» To do
What is needed here is an exact copy of every entry.
** Records to process follows **
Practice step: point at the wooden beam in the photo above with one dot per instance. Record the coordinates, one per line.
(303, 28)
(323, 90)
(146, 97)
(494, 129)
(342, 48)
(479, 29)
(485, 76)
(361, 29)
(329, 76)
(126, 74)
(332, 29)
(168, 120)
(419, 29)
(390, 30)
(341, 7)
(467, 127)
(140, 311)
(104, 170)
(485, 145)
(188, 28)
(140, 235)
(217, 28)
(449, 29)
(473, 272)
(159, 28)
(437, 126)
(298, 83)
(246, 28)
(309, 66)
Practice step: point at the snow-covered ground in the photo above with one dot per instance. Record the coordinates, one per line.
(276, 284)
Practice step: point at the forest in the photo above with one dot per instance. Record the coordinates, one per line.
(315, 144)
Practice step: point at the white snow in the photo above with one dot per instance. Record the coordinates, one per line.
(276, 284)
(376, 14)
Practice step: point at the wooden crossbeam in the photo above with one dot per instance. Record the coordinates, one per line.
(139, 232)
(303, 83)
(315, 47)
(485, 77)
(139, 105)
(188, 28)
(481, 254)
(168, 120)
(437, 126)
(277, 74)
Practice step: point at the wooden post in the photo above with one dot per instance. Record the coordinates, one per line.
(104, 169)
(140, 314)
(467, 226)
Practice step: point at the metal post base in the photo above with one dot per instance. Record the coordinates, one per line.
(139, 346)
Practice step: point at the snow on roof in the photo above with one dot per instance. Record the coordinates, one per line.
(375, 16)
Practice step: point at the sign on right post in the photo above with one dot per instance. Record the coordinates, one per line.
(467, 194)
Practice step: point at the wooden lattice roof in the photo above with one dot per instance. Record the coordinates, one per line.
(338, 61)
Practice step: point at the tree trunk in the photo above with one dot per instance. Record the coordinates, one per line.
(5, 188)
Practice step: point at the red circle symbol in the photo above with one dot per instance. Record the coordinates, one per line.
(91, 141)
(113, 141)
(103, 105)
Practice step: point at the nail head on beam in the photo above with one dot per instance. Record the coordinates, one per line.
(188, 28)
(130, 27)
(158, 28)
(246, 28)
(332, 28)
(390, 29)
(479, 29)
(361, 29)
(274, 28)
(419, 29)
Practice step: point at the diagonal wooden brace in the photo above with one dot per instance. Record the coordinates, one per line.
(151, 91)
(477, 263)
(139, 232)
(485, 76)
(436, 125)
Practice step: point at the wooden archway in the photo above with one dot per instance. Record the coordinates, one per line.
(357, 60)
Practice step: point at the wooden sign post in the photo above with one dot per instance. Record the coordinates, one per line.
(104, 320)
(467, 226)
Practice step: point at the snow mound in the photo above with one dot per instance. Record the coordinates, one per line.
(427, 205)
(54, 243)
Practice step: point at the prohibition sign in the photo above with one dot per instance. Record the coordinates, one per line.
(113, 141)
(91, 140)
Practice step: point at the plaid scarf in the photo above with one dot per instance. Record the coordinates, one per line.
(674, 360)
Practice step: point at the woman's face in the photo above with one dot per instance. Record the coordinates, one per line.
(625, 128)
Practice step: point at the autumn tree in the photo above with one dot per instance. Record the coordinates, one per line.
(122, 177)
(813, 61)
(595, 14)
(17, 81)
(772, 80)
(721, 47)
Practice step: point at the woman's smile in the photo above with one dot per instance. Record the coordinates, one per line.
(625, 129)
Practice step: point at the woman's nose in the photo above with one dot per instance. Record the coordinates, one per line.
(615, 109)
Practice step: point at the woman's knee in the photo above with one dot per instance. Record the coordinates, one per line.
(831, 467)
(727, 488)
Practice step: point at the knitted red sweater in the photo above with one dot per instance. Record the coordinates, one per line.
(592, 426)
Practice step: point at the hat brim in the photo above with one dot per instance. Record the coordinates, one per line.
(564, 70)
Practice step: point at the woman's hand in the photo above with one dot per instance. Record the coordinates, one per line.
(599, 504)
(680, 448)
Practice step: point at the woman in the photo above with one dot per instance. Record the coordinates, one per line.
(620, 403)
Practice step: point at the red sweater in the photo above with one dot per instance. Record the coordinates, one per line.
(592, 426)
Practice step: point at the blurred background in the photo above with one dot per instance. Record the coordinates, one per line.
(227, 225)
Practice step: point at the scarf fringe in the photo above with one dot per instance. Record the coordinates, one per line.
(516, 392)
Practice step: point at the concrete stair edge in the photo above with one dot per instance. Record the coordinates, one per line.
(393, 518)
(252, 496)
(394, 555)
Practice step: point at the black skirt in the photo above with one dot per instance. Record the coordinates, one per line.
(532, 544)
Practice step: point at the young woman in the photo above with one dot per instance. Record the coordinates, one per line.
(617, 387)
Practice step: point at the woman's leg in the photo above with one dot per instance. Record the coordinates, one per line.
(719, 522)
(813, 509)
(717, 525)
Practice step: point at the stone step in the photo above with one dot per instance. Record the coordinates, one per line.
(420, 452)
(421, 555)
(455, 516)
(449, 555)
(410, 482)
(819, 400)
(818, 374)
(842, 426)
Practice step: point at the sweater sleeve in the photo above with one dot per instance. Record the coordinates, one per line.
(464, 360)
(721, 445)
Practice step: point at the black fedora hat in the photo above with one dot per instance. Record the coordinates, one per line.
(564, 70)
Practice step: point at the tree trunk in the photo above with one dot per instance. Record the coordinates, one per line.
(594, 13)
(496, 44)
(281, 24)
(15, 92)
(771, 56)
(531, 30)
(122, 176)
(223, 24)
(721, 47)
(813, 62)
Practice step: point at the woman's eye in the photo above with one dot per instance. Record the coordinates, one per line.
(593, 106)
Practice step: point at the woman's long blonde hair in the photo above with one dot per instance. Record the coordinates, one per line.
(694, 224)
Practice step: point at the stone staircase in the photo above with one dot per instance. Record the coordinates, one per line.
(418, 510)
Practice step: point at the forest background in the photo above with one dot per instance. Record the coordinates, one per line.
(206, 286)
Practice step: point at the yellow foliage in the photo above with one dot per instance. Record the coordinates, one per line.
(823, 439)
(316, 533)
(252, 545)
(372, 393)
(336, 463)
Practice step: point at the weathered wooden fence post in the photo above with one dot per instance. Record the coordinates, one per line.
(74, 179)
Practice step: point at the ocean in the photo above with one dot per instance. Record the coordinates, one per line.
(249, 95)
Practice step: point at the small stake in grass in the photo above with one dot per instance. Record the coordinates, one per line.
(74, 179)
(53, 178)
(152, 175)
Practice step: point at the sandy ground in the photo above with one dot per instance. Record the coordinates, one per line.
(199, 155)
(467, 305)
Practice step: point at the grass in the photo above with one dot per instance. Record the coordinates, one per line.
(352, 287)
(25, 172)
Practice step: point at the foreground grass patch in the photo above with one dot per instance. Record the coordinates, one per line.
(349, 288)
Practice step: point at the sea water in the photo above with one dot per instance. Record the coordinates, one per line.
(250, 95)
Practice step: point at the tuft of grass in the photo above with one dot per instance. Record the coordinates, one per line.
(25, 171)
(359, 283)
** End of Records to process **
» Output for this task
Practice step: point at the wooden beam in the photo above with one dot per instance. Record the coordinates, one per line.
(303, 28)
(323, 90)
(146, 97)
(494, 129)
(342, 48)
(479, 29)
(485, 76)
(361, 29)
(329, 76)
(126, 74)
(332, 29)
(168, 120)
(419, 29)
(390, 30)
(341, 7)
(467, 127)
(140, 311)
(104, 170)
(485, 145)
(188, 28)
(140, 235)
(217, 28)
(449, 29)
(473, 272)
(159, 28)
(437, 126)
(298, 83)
(246, 28)
(309, 66)
Practice step: point at the snow-covered ground in the photo above with one dot per instance. Record the coordinates, one per line.
(276, 284)
Practice step: point at the forest in the photo above with one dot per instance. Record the coordinates, one per line.
(315, 144)
Practice step: point at the white snow in the photo above with one dot per instance. Record the coordinates, one per line.
(276, 284)
(376, 14)
Practice step: point at the wooden crossbeam in the photo above with one dot per instance. Record the coordinates, one per line.
(139, 232)
(303, 83)
(315, 47)
(485, 77)
(139, 105)
(188, 28)
(481, 254)
(168, 120)
(437, 126)
(277, 74)
Practice step: point at the wooden post in the photo above with one dot per instance. Record the coordinates, one per line.
(104, 169)
(140, 314)
(467, 226)
Practice step: point at the metal post base in the photo above with one dot per instance. Record the coordinates, one per line.
(139, 346)
Practice step: point at the snow on roof in the photo above with one dot per instance. Record the coordinates, one per line.
(375, 16)
Practice step: point at the sign on right post in the photo above with one dot per instance. Record the coordinates, one per line.
(467, 194)
Practice step: point at the wooden lattice roof in the photo above with one dot per instance. Record the coordinates, one per line.
(338, 61)
Practice step: point at the tree trunk in the photo above with one dot per instance. Record the coordinates, one per line.
(5, 188)
Practice step: point at the red circle symbol in the photo above with one dot per instance. Record the coordinates, one per line.
(91, 141)
(113, 141)
(103, 105)
Practice step: point at the nail head on beam in the photo above with one dot per instance. Record the coordinates, one per line.
(188, 28)
(130, 27)
(158, 28)
(246, 28)
(332, 28)
(390, 29)
(479, 29)
(361, 29)
(274, 28)
(419, 29)
Practice step: point at the diagonal wooden brace in the photo above with one dot per instance. Record the coordinates, one per line.
(151, 91)
(477, 263)
(139, 232)
(485, 76)
(436, 125)
Practice step: point at the wooden archway in the photo above with one dot per instance. Record the coordinates, one per line.
(357, 60)
Practice step: point at the wooden sign post in the photo above with one dot per instance. Record the coordinates, one per line.
(104, 320)
(467, 226)
Practice step: point at the snow mound in the photo above with one dot per instance. Record the coordinates, one per line.
(427, 205)
(54, 243)
Practice step: point at the prohibition sign in the photo above with one dot per instance. Record the coordinates, one per line.
(113, 141)
(91, 140)
Practice step: point at the plaid scarf in the photo above with one dot per instance. Record the coordinates, one per line.
(674, 360)
Practice step: point at the woman's face in the photo above with one dot per instance. Record the coordinates, one per line.
(625, 128)
Practice step: point at the autumn tree in the photo above with one dot per instance. Record the coordinates, one per line.
(122, 177)
(813, 61)
(595, 14)
(17, 81)
(772, 80)
(721, 47)
Practice step: point at the woman's smile in the photo above with one dot per instance. Record the coordinates, one per line.
(625, 129)
Practice step: point at the woman's nose in the photo above with one dot per instance. Record the coordinates, one per line.
(615, 109)
Practice step: point at the woman's knee in the photo above with one dot per instance. Record the coordinates, one per line.
(831, 467)
(727, 488)
Practice step: point at the knitted red sweater in the photo above with one dot per instance. Record the coordinates, one per line.
(592, 426)
Practice step: point at the hat brim in the photo above with one dot per instance. Record the coordinates, one per line.
(564, 70)
Practice step: point at the woman's hand in the photo above with one dot per instance. Record the coordinates, one per line.
(599, 504)
(680, 448)
Practice step: point at the woman in the photo above with one dot per instance. Record the coordinates, one per line.
(620, 403)
Practice step: point at the red sweater in the photo above with one dot per instance. Record the coordinates, one per line.
(592, 426)
Practice step: point at the blurred background in the photo above with one dot per instance. Record the coordinates, one per line.
(227, 225)
Practice step: point at the scarf fringe in the photo above with one dot per instance. Record the coordinates, one per line.
(516, 392)
Practice step: point at the concrete stair edge in the photo above with one dot per instance. Record the coordinates, one per line.
(393, 518)
(252, 496)
(394, 555)
Practice step: point at the black skirt in the photo above with one dot per instance. Record the coordinates, one per line.
(532, 544)
Practice step: point at the young woman in the photo above with one dot per instance. Record the coordinates, one per line.
(617, 387)
Practice step: point at the woman's leg in the photo above with one dot per instance. Record the coordinates, one per line.
(719, 522)
(813, 509)
(717, 525)
Practice step: point at the stone step in the photo above with one dot per instance. Record the coordinates, one per line.
(420, 452)
(421, 555)
(455, 516)
(449, 555)
(410, 482)
(819, 400)
(818, 374)
(842, 426)
Practice step: point at the sweater sleeve in the photo above with one dot per instance. Record the coordinates, one per line.
(464, 360)
(721, 445)
Practice step: point at the black fedora hat in the photo above with one dot per instance. Record the coordinates, one per line.
(564, 70)
Practice step: point at the tree trunk in the photo above with one dot per instance. Record the coordinates, one per line.
(594, 13)
(496, 44)
(281, 24)
(15, 92)
(771, 56)
(531, 30)
(122, 176)
(223, 24)
(721, 47)
(813, 62)
Practice step: point at the woman's eye in the photo above with one dot per instance. Record the coordinates, one per line.
(593, 106)
Practice step: point at the woman's long blonde hair in the photo above with one dot per instance. Record the coordinates, one per line.
(694, 224)
Practice step: point at the stone staircase in the photo above with one dot per instance. Record the coordinates, one per line.
(418, 510)
Practice step: point at the forest background in the photo above with one dot per instance. Record the coordinates, one per line.
(206, 286)
Practice step: point at the yellow foliage in the photo above with one dot per instance. Record the coordinates, one per line.
(823, 439)
(316, 533)
(252, 545)
(372, 393)
(336, 463)
Practice step: point at the weathered wooden fence post in the photo above with one dot per instance. Record the coordinates, one per line.
(74, 179)
Practice step: point at the ocean in the photo above with one dot per instance. Record the coordinates, one per line.
(249, 95)
Practice step: point at the small stake in grass in the photo above with one dot per instance. Record the coordinates, one per line.
(74, 179)
(53, 178)
(152, 175)
Practice step: point at the sandy ground in the photo above with one dot per instance. Record the coordinates, one per line.
(199, 155)
(467, 305)
Practice step: point at the grass in the photo above with one dot per instance. Record the coordinates, one per line.
(352, 287)
(25, 172)
Practice step: point at the foreground grass patch in the photo above with one dot per instance. Record the coordinates, one per line.
(349, 288)
Practice step: point at the sea water in the photo above with one dot per instance. Record the coordinates, one per line.
(250, 95)
Practice step: point at the tuft of grass in the photo above with one dot per instance. Record the coordinates, one per line.
(25, 171)
(359, 283)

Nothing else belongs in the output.